> Activity: For this exercise, output the line holding "Target: tree" and all subsequent lines of the entries below, unchanged, up to and including the last.

BEGIN Supplied material

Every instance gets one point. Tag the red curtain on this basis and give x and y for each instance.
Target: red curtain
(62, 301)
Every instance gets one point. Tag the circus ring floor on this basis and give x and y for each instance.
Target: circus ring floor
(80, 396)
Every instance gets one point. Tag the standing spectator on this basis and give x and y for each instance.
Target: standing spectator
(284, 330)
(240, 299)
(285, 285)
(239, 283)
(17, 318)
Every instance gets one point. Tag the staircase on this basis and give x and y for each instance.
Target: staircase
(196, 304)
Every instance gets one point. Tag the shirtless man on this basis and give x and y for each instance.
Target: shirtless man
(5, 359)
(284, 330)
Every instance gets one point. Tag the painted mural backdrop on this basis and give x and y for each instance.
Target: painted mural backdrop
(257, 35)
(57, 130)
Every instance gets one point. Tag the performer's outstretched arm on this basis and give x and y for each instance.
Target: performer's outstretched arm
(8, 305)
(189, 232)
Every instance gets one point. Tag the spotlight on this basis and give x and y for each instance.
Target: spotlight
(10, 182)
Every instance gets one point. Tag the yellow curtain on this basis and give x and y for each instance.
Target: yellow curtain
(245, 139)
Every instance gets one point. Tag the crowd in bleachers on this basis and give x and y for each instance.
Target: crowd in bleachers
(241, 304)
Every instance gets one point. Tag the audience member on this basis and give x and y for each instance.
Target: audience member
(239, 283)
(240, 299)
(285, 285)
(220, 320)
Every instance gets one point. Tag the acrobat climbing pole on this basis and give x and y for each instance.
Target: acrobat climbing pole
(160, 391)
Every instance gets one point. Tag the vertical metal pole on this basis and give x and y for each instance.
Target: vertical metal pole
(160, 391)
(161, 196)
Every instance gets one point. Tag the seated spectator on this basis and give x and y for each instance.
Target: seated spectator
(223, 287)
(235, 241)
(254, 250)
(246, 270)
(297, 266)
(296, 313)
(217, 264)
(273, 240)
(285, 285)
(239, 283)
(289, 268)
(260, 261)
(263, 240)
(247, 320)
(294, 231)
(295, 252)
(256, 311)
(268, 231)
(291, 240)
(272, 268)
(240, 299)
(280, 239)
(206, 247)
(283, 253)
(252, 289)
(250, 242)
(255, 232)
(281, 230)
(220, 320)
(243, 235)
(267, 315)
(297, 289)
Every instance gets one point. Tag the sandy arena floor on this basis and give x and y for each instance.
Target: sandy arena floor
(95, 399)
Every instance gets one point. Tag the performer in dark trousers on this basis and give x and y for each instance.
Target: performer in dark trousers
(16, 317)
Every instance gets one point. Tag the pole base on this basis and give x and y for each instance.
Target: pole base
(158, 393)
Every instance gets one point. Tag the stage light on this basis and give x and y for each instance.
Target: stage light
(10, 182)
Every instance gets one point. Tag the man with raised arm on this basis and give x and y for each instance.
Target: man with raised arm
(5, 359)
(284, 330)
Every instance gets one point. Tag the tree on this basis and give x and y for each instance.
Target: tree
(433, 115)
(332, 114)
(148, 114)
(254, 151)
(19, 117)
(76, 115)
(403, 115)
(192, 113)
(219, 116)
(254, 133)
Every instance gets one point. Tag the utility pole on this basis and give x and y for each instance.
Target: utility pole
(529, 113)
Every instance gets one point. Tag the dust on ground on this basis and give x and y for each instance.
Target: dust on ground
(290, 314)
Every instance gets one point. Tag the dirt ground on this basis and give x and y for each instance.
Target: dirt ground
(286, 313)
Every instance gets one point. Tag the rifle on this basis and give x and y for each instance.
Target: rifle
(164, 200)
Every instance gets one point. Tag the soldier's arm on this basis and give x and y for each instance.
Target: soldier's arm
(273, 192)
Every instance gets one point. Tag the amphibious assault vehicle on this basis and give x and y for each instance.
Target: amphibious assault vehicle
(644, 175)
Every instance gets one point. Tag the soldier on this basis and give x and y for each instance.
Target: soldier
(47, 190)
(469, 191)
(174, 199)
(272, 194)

END Supplied material

> Solution to the problem:
Target: tree
(433, 115)
(332, 114)
(148, 114)
(254, 151)
(19, 117)
(76, 115)
(403, 115)
(192, 113)
(219, 116)
(254, 133)
Every instance gets one point. Tag the utility pole on this basis and give x and y for each instance.
Target: utility pole
(529, 113)
Every instance gets one point. Tag the dust on ground on this basis and give x and y for each instance.
Target: dust on ground
(290, 314)
Every instance gets one point. Tag the dirt ground on this basis and give x and y for each instance.
Target: dirt ground
(286, 313)
Every instance gets one point. Tag the rifle on this basis and give x and y for each instance.
Target: rifle
(164, 200)
Every instance gets one point. Tag the soldier's arm on this basis and give x and y for each instance.
Target: soldier's arm
(273, 192)
Every instance gets one point. Tag the amphibious assault vehicle on this basis and give x and y for each instance.
Target: amphibious assault vehicle
(644, 175)
Every instance gets one point. Tag the soldier on this basis and give x and y for each instance.
Target: soldier
(47, 190)
(469, 191)
(174, 199)
(272, 194)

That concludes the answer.